## YOUR TASK
Below are records; transcribe each one exactly.

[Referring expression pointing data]
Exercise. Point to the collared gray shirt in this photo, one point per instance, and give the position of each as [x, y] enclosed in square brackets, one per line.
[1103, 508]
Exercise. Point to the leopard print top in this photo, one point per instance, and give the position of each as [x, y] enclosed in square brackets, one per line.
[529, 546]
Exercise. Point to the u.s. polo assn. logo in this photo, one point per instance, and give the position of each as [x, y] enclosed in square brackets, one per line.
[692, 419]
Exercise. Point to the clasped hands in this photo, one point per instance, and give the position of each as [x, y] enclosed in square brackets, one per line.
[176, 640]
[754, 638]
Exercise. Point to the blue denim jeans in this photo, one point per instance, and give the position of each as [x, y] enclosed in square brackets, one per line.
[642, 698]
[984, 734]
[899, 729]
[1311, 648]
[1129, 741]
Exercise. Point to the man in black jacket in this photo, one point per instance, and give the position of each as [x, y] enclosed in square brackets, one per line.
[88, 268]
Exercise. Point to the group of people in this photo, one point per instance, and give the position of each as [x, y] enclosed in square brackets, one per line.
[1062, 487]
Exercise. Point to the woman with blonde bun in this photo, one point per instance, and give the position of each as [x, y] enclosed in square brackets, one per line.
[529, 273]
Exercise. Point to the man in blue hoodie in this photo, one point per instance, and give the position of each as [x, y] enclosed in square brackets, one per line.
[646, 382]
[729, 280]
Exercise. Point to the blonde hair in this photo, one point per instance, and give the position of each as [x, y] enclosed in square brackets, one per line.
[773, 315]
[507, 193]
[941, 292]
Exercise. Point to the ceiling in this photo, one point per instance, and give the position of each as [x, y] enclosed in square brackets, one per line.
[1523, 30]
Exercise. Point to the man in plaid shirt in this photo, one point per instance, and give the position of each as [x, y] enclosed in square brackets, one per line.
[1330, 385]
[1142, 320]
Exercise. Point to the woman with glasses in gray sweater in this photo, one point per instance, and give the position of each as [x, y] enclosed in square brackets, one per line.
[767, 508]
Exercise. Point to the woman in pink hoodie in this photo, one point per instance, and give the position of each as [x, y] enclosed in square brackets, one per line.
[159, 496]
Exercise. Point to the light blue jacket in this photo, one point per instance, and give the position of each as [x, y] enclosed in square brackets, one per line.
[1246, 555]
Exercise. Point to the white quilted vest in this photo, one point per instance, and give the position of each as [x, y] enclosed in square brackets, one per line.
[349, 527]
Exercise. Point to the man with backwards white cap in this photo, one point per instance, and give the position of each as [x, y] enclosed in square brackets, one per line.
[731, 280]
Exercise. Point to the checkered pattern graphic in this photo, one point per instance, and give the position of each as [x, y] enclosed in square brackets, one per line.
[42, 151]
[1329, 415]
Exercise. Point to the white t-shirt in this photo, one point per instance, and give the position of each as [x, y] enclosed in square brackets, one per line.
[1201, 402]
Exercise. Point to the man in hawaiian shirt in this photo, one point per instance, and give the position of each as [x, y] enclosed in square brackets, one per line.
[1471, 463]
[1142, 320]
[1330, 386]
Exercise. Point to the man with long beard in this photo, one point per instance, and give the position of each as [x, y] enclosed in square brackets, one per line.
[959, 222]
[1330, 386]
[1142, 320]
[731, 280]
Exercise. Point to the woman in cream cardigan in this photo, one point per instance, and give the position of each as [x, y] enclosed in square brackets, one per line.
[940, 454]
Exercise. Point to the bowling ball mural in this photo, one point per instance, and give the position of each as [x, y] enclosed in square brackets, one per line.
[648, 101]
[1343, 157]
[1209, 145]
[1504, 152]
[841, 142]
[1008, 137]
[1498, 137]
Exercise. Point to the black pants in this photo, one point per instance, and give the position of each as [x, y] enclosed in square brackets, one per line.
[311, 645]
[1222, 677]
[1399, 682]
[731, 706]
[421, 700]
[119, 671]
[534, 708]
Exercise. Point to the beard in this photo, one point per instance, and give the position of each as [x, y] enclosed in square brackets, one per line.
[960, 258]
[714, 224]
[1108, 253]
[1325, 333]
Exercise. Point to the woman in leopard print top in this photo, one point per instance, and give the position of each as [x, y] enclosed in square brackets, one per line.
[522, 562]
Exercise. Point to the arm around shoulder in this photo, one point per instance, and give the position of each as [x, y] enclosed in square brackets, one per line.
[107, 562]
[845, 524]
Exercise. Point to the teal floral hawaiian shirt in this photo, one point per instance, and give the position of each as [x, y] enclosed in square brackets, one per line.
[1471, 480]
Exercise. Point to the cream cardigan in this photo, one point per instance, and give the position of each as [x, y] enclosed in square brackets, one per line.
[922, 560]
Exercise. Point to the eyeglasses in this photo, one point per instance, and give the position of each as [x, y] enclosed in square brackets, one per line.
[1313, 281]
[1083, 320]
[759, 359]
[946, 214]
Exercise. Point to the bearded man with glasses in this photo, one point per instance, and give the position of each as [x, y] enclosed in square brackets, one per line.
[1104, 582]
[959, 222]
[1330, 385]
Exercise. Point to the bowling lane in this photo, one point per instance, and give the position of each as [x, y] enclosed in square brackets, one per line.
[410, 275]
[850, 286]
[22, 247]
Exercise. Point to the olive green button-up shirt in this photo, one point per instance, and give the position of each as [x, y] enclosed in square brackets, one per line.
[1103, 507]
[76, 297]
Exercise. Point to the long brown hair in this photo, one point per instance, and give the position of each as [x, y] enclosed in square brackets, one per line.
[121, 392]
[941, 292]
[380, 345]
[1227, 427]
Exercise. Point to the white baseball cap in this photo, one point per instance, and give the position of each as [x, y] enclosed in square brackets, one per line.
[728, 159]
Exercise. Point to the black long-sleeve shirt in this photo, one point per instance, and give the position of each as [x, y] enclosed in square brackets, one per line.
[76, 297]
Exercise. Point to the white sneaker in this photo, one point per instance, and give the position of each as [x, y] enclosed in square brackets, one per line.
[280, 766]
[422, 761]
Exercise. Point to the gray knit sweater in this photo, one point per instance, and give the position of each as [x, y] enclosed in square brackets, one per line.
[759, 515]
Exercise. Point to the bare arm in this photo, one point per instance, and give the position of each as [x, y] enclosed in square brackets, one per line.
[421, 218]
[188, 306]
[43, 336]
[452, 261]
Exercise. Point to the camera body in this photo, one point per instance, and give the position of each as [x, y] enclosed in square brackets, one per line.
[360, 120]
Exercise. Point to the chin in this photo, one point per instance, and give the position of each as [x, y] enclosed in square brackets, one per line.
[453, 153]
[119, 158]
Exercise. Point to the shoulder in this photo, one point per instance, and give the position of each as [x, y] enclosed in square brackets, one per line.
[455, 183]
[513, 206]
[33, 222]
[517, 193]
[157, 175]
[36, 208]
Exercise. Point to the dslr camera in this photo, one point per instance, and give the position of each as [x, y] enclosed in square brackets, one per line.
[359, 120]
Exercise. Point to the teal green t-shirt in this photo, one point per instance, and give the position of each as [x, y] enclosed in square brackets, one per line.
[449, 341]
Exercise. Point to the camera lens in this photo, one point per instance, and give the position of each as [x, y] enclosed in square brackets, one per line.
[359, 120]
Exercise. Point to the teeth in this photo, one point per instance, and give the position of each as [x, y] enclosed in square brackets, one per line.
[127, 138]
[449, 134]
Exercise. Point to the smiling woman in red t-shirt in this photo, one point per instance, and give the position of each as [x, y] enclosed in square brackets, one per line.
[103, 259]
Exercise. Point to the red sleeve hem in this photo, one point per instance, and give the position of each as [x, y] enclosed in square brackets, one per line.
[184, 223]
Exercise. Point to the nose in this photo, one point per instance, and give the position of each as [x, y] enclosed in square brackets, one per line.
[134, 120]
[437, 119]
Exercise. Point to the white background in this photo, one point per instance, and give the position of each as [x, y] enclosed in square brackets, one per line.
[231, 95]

## RESPONSE TO THIS TASK
Exercise. Point to the collared gray shirt in this photo, one point per instance, and give the position of each as [x, y] enclosed in square brackets, one per line.
[1103, 508]
Exercise. Point to the leopard print top in this photo, one point per instance, and give the position of each as [x, y] enclosed in square brackets, one per line.
[529, 546]
Exercise. Point to the u.s. polo assn. logo in this photo, one point per instance, and give the position of each as [x, y] enclosed in square brackets, one per line.
[692, 419]
Exercise. Point to the clasped hands in this photo, one point per instance, and give the position of each as [x, y] enclosed in square brackets, one per line.
[176, 640]
[754, 638]
Exercise. Point to the blue denim jeans in this photo, one point per instance, and give the position of each as [x, y] enclosed in square brackets, one per line.
[642, 698]
[984, 734]
[899, 729]
[1311, 648]
[1129, 741]
Exercise. Point to the man in black jacket in this photo, one point per instance, and give the position of each as [x, y] enclosed in square brackets, one per line.
[88, 268]
Exercise. Point to the group of people in this photo, one point per instance, and give the position of each as [x, y] enclosed in square brackets, one per line.
[1062, 487]
Exercise. Point to the woman with blonde bun in this photo, one point per instance, and give the position of each as [x, y] enclosed in square brackets, one per line.
[529, 273]
Exercise. Point to the man in blue hoodie in this photo, one point per instance, and give the position of each as [x, y] enclosed in square brackets, one per line.
[646, 382]
[729, 280]
Exercise. Point to the blonde hair in this photo, one point per instance, and give the position of each as [x, y] enclosed in square brackets, one per line.
[773, 315]
[507, 193]
[941, 292]
Exercise. Point to the ceiling in this photo, one point per instance, and give the position of each as [x, y] enclosed in square brackets, one per line.
[1523, 30]
Exercise. Point to the man in plaid shirt in this photo, one point per instance, and give the position of each as [x, y] enclosed in square brackets, one per line.
[1330, 385]
[1142, 320]
Exercise. Point to the woman with glasses in gray sweater in this photo, one point per instance, and give the position of each as [x, y] enclosed in square brackets, one per line.
[767, 508]
Exercise. Point to the woman in pink hoodie in this photo, one point per instance, and give the position of each as [x, y] enclosed in square brackets, one per line.
[159, 496]
Exercise. Point to the light blue jacket in this photo, one point per instance, and give the position of each as [x, y] enclosed in square brackets, one per line.
[1246, 555]
Exercise. Point to the white quilted vest in this photo, one point per instance, and give the position of each as [x, y] enclosed in square brackets, one per line.
[349, 527]
Exercise. Point to the man with backwards white cap in this photo, one point per instance, and give the position of each as [x, y] enclosed in square brackets, one per line.
[731, 280]
Exercise. Point to the checkered pattern graphic in this photo, one point per instance, and give the position of each as [x, y] enclosed in square brackets, one per line.
[42, 151]
[1329, 415]
Exercise. Point to the white t-shirt in this photo, one point per instance, and give the position of each as [x, y] enclosed in square brackets, one per line.
[1201, 402]
Exercise. Point to the man in hawaiian shirt in this photo, one point per instance, and give the position of each as [x, y] enclosed in square brackets, one per line.
[1471, 463]
[1142, 320]
[1330, 386]
Exercise. Point to the man with long beard in this photo, one point per instance, and give the position of each as [x, y] enclosed in square brackets, one per line.
[959, 222]
[1330, 386]
[1142, 320]
[731, 280]
Exercise. Point to the woman in cream cardigan in this photo, one point per instance, and give the position of each as [x, y] enclosed in square brackets, one per line.
[940, 454]
Exercise. Point to the bowling ball mural in this photo, one point per instance, and give the position of each as [x, y] enclosed in square brackets, one per line.
[648, 101]
[1343, 157]
[1209, 145]
[1504, 152]
[841, 142]
[1008, 137]
[1498, 137]
Exercise. Point to the black pants in this photo, one point per instance, and give the position of each as [x, y] enclosed in square brackets, one per line.
[311, 645]
[1222, 677]
[1399, 682]
[731, 706]
[421, 700]
[119, 671]
[534, 708]
Exercise. Point to the beard in this photo, one point per instance, and give the position of each as [x, y] enclosed in square brackets, one per line.
[960, 258]
[714, 224]
[1108, 253]
[1325, 333]
Exercise. Point to the woman in leopard print top in this photo, one point per instance, and give the position of each as [x, y] enclosed in square brackets, one per line.
[522, 562]
Exercise. Point to the arm around shoulder in this photo, one point per instance, and give the position of each as [x, y] enclosed in square brackets, one per line.
[107, 562]
[845, 524]
Exercise. Point to the teal floral hawaiian shirt in this photo, one point per instance, and give the position of each as [x, y] enclosed in square brackets, one per line.
[1471, 480]
Exercise. Point to the cream cardigan in this photo, one point per instance, and give the position of each as [x, y] enclosed in square brackets, one per line.
[922, 560]
Exercise. Point to the eyeglasses in this photo, one point per instance, and give the position of each as [x, y] enclosed in square brackets, one per line.
[1313, 281]
[1083, 320]
[759, 359]
[946, 214]
Exercise. Point to the bearded man with glasses in this photo, one point per instance, and give the position of each as [x, y] enclosed in square brackets, one per line.
[1104, 582]
[959, 222]
[1330, 385]
Exercise. Point to the bowling lane in this photo, one point per instance, and give the position of each as [x, y] enclosed in square brackets, one per line.
[410, 275]
[850, 286]
[22, 247]
Exercise. Point to the olive green button-up shirt in this photo, one point per instance, and give the position of each as [x, y] enclosed in square brackets, one per line.
[1103, 507]
[76, 297]
Exercise. Point to the long brown hair in this photo, one point per instance, and give the position of each as [x, y] enclosed in square brackets, one per line.
[121, 392]
[941, 292]
[380, 345]
[1227, 427]
Exercise. Point to the white baseball cap in this photo, one point per instance, and give the position of each as [x, y] enclosed in square brackets, one per line.
[728, 159]
Exercise. Point to the black long-sleeve shirt in this photo, one point per instance, and give the position of each as [x, y] enclosed in square brackets, one per line.
[76, 297]
Exercise. Point to the white sneaker in this photo, one point per instance, and give the position of each as [x, y] enclosed in square brackets, one per line.
[280, 766]
[422, 761]
Exercise. Point to the gray knit sweater in this photo, one point per instance, and give the position of each as [x, y] enclosed in square brackets, one per line.
[759, 515]
Exercise. Point to the bare arm in this photo, one point per instance, and give the position of each as [x, y] enclosed in square brackets, one per line.
[421, 218]
[188, 306]
[43, 336]
[452, 261]
Exercise. Point to the camera body in this photo, one point per instance, and give the position of each as [x, y] enclosed in square brackets, one per line.
[360, 120]
Exercise. Point to the chin in this photo, one point per instance, and give the position of each as [x, y] enclosed in square brackets, one per line.
[453, 153]
[119, 158]
Exercise. Point to the shoulder in this photo, one point per instance, and give the position of each as [x, y] enclosed in square brackets, one per line.
[455, 183]
[513, 206]
[33, 222]
[517, 193]
[157, 175]
[36, 208]
Exercise. Point to the dslr camera in this photo, one point per instance, and give the position of each as [x, y] enclosed in square brackets, one per line.
[359, 120]
Exercise. Point to the teal green t-shirt in this photo, one point per instance, and give the position of each as [x, y] enclosed in square brackets, one per line.
[449, 341]
Exercise. Point to the camera lens in this photo, one point per instance, and give the position of each as [x, y] enclosed in square brackets, one per line.
[359, 120]
Exercise. Point to the teeth in this photo, one point per instance, and give the position of each as [x, y] enclosed in square brackets, one per line.
[127, 138]
[449, 134]
Exercise. Point to the smiling woman in red t-shirt in this photo, one point per instance, and give the position of each as [x, y] enclosed in square brackets, one per line.
[103, 259]
Exercise. Point to the red sleeve hem in this photo, one point per instance, and give the position of each as [x, y] enclosed in square brackets, one per line.
[184, 223]
Exercise. Point to the nose in this photo, one point per instance, and give the position of each as [x, y] enclosed in square brackets, one per line.
[134, 120]
[437, 119]
Exercise. Point to the white background in this photo, one point per instance, and give the position of each as [x, y] enclosed in square brackets, one per line.
[231, 95]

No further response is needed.